#### [PROBLEM DETAILS]
Render every line of the items below as a numbered list, skipping any blank lines and omitting the pictures.

#### [DATA FOR THIS EXERCISE]
** Start **

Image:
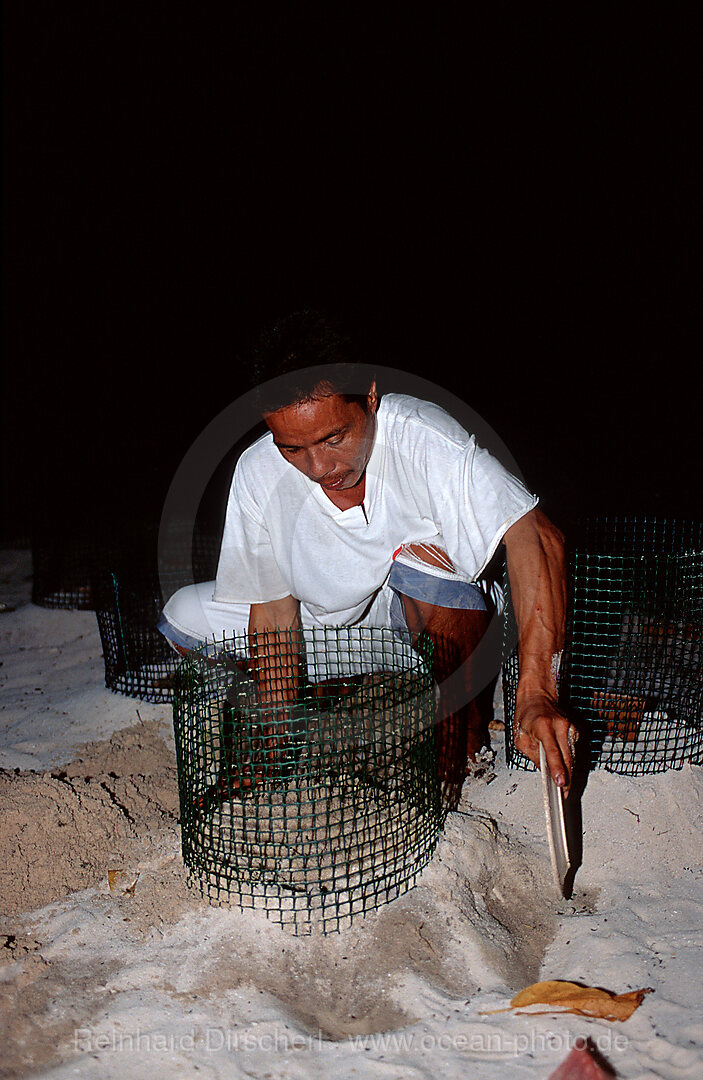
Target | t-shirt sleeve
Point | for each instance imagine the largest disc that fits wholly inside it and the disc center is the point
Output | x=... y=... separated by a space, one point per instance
x=486 y=500
x=247 y=571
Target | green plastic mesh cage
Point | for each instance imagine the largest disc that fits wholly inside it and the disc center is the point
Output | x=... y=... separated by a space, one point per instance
x=319 y=810
x=130 y=593
x=632 y=667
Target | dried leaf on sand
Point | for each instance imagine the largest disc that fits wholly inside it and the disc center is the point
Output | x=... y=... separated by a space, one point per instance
x=581 y=1000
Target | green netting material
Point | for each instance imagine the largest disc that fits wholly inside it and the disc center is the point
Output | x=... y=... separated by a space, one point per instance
x=326 y=808
x=632 y=669
x=130 y=592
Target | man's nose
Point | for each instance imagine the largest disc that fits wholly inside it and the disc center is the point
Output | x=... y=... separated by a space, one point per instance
x=319 y=463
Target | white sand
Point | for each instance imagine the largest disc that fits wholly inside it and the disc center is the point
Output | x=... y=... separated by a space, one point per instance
x=154 y=983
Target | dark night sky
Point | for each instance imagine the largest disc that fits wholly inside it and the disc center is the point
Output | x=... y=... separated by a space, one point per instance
x=511 y=210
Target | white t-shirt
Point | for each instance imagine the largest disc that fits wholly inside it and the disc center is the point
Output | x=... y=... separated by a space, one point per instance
x=427 y=480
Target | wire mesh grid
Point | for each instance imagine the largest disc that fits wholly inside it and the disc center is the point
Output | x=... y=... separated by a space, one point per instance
x=319 y=810
x=64 y=564
x=130 y=592
x=632 y=667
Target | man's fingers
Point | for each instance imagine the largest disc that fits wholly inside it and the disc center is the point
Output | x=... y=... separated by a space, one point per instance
x=558 y=748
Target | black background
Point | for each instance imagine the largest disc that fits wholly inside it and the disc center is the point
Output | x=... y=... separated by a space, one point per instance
x=509 y=207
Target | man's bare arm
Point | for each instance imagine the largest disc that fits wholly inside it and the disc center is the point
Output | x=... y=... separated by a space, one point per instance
x=537 y=572
x=275 y=645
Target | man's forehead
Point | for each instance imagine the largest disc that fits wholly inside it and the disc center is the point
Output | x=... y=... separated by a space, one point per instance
x=308 y=415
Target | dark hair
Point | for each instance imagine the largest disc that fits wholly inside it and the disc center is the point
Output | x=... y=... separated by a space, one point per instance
x=305 y=355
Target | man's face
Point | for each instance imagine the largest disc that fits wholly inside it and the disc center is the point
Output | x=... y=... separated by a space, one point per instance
x=327 y=439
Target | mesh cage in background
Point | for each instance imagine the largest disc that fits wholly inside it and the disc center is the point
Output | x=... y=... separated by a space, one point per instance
x=327 y=808
x=632 y=674
x=130 y=592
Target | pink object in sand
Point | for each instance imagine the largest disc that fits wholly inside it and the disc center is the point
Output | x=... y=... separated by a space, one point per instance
x=581 y=1065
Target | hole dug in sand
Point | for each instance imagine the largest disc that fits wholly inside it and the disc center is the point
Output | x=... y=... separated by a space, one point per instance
x=480 y=917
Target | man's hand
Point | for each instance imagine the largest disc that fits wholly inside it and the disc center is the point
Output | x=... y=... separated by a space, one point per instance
x=537 y=571
x=538 y=720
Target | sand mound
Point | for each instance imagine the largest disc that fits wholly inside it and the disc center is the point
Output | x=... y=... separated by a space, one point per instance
x=62 y=831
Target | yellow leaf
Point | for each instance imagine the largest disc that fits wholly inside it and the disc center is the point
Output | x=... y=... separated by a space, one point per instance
x=583 y=1000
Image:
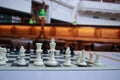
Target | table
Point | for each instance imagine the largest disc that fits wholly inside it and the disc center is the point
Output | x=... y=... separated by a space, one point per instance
x=110 y=58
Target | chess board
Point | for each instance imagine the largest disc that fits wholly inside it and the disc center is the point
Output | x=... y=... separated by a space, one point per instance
x=30 y=57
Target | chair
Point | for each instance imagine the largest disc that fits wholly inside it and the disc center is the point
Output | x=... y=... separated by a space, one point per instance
x=102 y=47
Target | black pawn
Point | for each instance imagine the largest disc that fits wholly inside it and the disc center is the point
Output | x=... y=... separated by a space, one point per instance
x=17 y=48
x=28 y=48
x=12 y=48
x=72 y=50
x=45 y=46
x=62 y=49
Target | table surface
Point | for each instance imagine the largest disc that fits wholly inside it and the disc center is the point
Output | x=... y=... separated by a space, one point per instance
x=110 y=72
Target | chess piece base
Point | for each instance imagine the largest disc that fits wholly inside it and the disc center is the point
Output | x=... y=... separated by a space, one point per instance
x=52 y=63
x=2 y=62
x=67 y=64
x=98 y=64
x=82 y=64
x=38 y=63
x=21 y=62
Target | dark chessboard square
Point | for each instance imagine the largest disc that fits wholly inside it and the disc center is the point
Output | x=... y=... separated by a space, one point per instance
x=27 y=59
x=32 y=56
x=27 y=54
x=31 y=61
x=52 y=66
x=16 y=65
x=60 y=62
x=10 y=61
x=11 y=56
x=45 y=59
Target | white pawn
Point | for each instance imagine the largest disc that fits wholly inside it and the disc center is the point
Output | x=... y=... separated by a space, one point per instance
x=79 y=57
x=52 y=44
x=90 y=57
x=97 y=61
x=52 y=61
x=82 y=59
x=21 y=60
x=38 y=61
x=67 y=58
x=5 y=52
x=3 y=57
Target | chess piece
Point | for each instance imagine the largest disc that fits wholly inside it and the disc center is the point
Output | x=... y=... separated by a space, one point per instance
x=82 y=59
x=90 y=58
x=97 y=60
x=38 y=61
x=67 y=58
x=52 y=61
x=28 y=48
x=45 y=47
x=52 y=44
x=17 y=48
x=62 y=49
x=72 y=50
x=79 y=57
x=12 y=48
x=21 y=60
x=3 y=58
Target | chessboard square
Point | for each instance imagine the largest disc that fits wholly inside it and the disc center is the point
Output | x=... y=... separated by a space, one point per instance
x=10 y=61
x=32 y=57
x=31 y=61
x=27 y=54
x=52 y=66
x=12 y=56
x=16 y=65
x=45 y=59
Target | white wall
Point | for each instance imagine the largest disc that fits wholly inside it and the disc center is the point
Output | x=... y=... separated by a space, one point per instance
x=19 y=5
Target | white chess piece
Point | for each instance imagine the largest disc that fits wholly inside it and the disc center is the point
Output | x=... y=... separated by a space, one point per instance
x=52 y=44
x=79 y=57
x=67 y=58
x=21 y=60
x=90 y=57
x=3 y=57
x=38 y=61
x=97 y=61
x=82 y=59
x=52 y=61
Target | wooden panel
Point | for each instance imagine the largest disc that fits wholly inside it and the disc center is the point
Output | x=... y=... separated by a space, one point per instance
x=48 y=31
x=86 y=32
x=5 y=29
x=37 y=30
x=64 y=31
x=110 y=33
x=22 y=30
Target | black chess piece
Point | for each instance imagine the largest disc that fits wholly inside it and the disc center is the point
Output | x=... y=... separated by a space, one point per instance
x=72 y=50
x=12 y=48
x=62 y=49
x=17 y=48
x=34 y=45
x=28 y=48
x=45 y=47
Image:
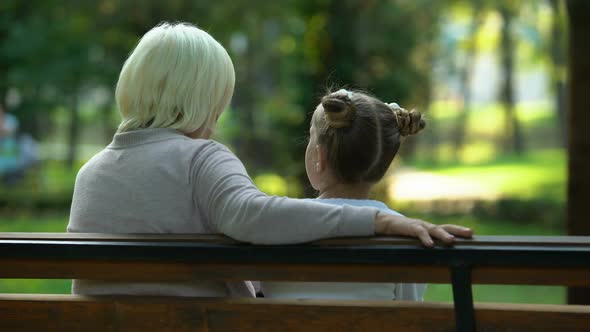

** End **

#### [IN RESPONSE]
1. Image:
2. Target | t-shirt sleeve
3. Point | for each instance imagine the largest disc that fits wholly inside it and the disc center is the point
4. Output | x=... y=... separated by a space, one point per instance
5. x=486 y=500
6. x=247 y=571
7. Target | green plastic mesh cage
8. Point | for each instance imagine the largest disc that fits wholly inside it and the disc center is the point
9. Output | x=... y=... separated by a space, one point per instance
10. x=319 y=810
11. x=130 y=593
12. x=632 y=667
13. Target | dried leaf on sand
14. Point | for each instance imagine the largest disc that fits wholly inside it and the disc center is the point
15. Output | x=... y=... separated by a space, one point per instance
16. x=581 y=1000
17. Target | green netting material
18. Point | for each instance imagine the largest disc that fits wholly inside it and the disc center is the point
19. Output | x=... y=... separated by a space, one point per instance
20. x=326 y=808
21. x=632 y=669
22. x=130 y=592
23. Target | man's nose
24. Point | for each instance imagine the largest disc that fits wholly inside it and the disc center is the point
25. Output | x=... y=... separated by a space, one point per instance
26. x=319 y=463
27. Target | white sand
28. Point | for each instance imagine the largest disc that fits wholly inside it and the disc center is the point
29. Output | x=... y=... separated by a space, one point per instance
30. x=154 y=983
31. Target | dark night sky
32. Point | for each instance imagine the largest disc that fits wholly inside it and the disc center is the point
33. Output | x=... y=... separated by a space, one point per instance
34. x=511 y=210
35. Target | white t-shirt
36. Point | for each instance imagine the largest disc that fits wholly inside it and the disc center is the point
37. Output | x=... y=... separated by a space, one point per instance
38. x=427 y=480
39. Target | wire mesh grid
40. Point | for each instance imagine the largest disc that fits wholly inside it and the disc center is the point
41. Output | x=... y=... separated by a space, one point per instance
42. x=319 y=810
43. x=64 y=564
44. x=130 y=592
45. x=632 y=667
46. Target | man's fingers
47. Point | for each instance imagine the largest disc that fits wholly inside it and the disc center is the point
48. Output | x=... y=... separated by a space, one point per instance
49. x=558 y=748
50. Target | black background
51. Point | for each instance imagine the largest disc that fits wholly inside it and the disc center is the point
52. Output | x=... y=... separated by a space, one point per instance
53. x=509 y=207
54. Target | man's bare arm
55. Point | for each instance imagine the largest disc that fits wholly inside it and the disc center is the point
56. Output | x=... y=... separated by a space, one point per instance
57. x=537 y=572
58. x=275 y=645
59. Target | man's forehead
60. Point | for each instance imagine the largest disc that fits wholly inside it and the disc center is the point
61. Output | x=... y=... separated by a space, one point per instance
62. x=308 y=415
63. Target | dark hair
64. Point | for each instance imagine the largest disc that fits wholly inside it and the disc center is the point
65. Output | x=... y=... separated by a space, one point per instance
66. x=305 y=355
67. Target | man's face
68. Point | for each instance imagine the largest disc that fits wholly inside it and the disc center is the point
69. Output | x=... y=... separated by a space, one point per instance
70. x=327 y=439
71. Target | mesh cage in background
72. Point | for each instance imagine the largest disc that fits wholly inside it and the disc center is the point
73. Output | x=... y=... separated by a space, one point per instance
74. x=327 y=808
75. x=632 y=674
76. x=130 y=592
77. Target | pink object in sand
78. Point | for each instance imagine the largest disc that fits wholly inside it and the disc center is the point
79. Output | x=... y=... separated by a space, one point per instance
80. x=581 y=1065
81. Target | hole dug in sand
82. Point | for each instance imagine the largest disc that fits wholly inside it and the disc center is the point
83. Output | x=... y=... separated by a space, one point per instance
84. x=480 y=917
85. Target | man's hand
86. Point | for each instance imagine the largest disc that fits wholly inside it and the disc center is the point
87. Output | x=... y=... separated by a space, one point per instance
88. x=537 y=571
89. x=538 y=720
90. Target | sand mound
91. Point | for each instance imagine the largest disc that fits wholly inside it and the disc center is the point
92. Output | x=... y=... separated by a space, one point per instance
93. x=62 y=831
94. Target | yellow leaf
95. Point | for each instance imagine the largest disc that fits wholly inside it and the disc center is the point
96. Output | x=... y=... separated by a space, one point per instance
97. x=583 y=1000
98. Image:
99. Target | table
100. Point | for each instance imagine the largest disc that fits wholly inside it and the disc center is the point
101. Output | x=... y=... separated by a space, one point per instance
102. x=110 y=58
103. Target | chess board
104. Point | for each instance imagine the largest disc that fits wholly inside it and the disc center is the point
105. Output | x=... y=... separated by a space, one point per instance
106. x=30 y=57
107. Target | chair
108. Point | for each instance imagine the largest disc that fits wholly inside it and the disc center is the point
109. Output | x=... y=... separated by a space, one point per instance
110. x=102 y=47
111. Target | black pawn
112. Point | for each instance imagine the largest disc that fits wholly inside it and the disc center is the point
113. Output | x=... y=... separated by a space, one point per instance
114. x=17 y=48
115. x=28 y=48
116. x=12 y=48
117. x=72 y=50
118. x=45 y=46
119. x=62 y=49
120. Target | table surface
121. Point | for each instance imagine the largest disc that fits wholly inside it and the disc center is the point
122. Output | x=... y=... separated by a space, one point per instance
123. x=110 y=72
124. Target | chess piece base
125. Point | for each instance imagine the largest disc that fits wholly inside it and the disc center is the point
126. Output | x=... y=... separated by a space, one point per instance
127. x=52 y=63
128. x=2 y=62
129. x=67 y=64
130. x=98 y=64
131. x=82 y=64
132. x=38 y=63
133. x=21 y=62
134. Target | dark chessboard square
135. Point | for each instance imagine the largest disc that fits wholly inside it and the disc center is the point
136. Output | x=... y=... separated by a space, one point per instance
137. x=27 y=59
138. x=32 y=56
139. x=27 y=54
140. x=31 y=61
141. x=52 y=66
142. x=16 y=65
143. x=60 y=62
144. x=10 y=61
145. x=11 y=56
146. x=45 y=59
147. Target | white pawn
148. Point | for each instance imagine the largest disc that fits wholly inside it and the disc center is the point
149. Output | x=... y=... separated by a space, one point per instance
150. x=79 y=57
151. x=52 y=44
152. x=90 y=57
153. x=97 y=61
154. x=52 y=61
155. x=82 y=59
156. x=21 y=60
157. x=38 y=61
158. x=67 y=58
159. x=5 y=52
160. x=3 y=57
161. Target | chess piece
162. Point | for each instance imagine the largest disc that fits wholly inside it and the disc center is the point
163. Output | x=... y=... separated by a space, one point per instance
164. x=82 y=59
165. x=90 y=58
166. x=97 y=60
167. x=38 y=61
168. x=67 y=58
169. x=52 y=61
170. x=28 y=48
171. x=45 y=47
172. x=52 y=44
173. x=17 y=48
174. x=62 y=49
175. x=72 y=50
176. x=79 y=57
177. x=12 y=48
178. x=21 y=60
179. x=3 y=58
180. Target | chessboard square
181. Point | for each instance imagine the largest disc that fits wholly inside it and the disc center is the point
182. Output | x=... y=... separated by a space, one point per instance
183. x=10 y=61
184. x=32 y=57
185. x=31 y=61
186. x=27 y=54
187. x=52 y=66
188. x=12 y=56
189. x=16 y=65
190. x=45 y=59
191. Target | white wall
192. Point | for each instance imagine the largest disc that fits wholly inside it and the disc center is the point
193. Output | x=... y=... separated by a space, one point per instance
194. x=19 y=5
195. Target | white chess piece
196. Point | for each instance imagine the largest disc that fits wholly inside it and the disc center is the point
197. Output | x=... y=... separated by a space, one point per instance
198. x=52 y=44
199. x=79 y=57
200. x=67 y=58
201. x=21 y=60
202. x=90 y=57
203. x=3 y=57
204. x=38 y=61
205. x=97 y=61
206. x=82 y=59
207. x=52 y=61
208. Target | wooden panel
209. Point | for each instance imagine the largest disc that fits wholly inside it and the disc center is the point
210. Output | x=... y=... separated by a space, one point per instance
211. x=48 y=31
212. x=86 y=32
213. x=5 y=29
214. x=37 y=30
215. x=64 y=31
216. x=110 y=33
217. x=22 y=30
218. Target | black chess piece
219. Point | for each instance imagine the largest disc that fits wholly inside it and the disc center is the point
220. Output | x=... y=... separated by a space, one point per instance
221. x=72 y=50
222. x=12 y=48
223. x=62 y=49
224. x=17 y=48
225. x=34 y=45
226. x=28 y=48
227. x=45 y=47
228. Image:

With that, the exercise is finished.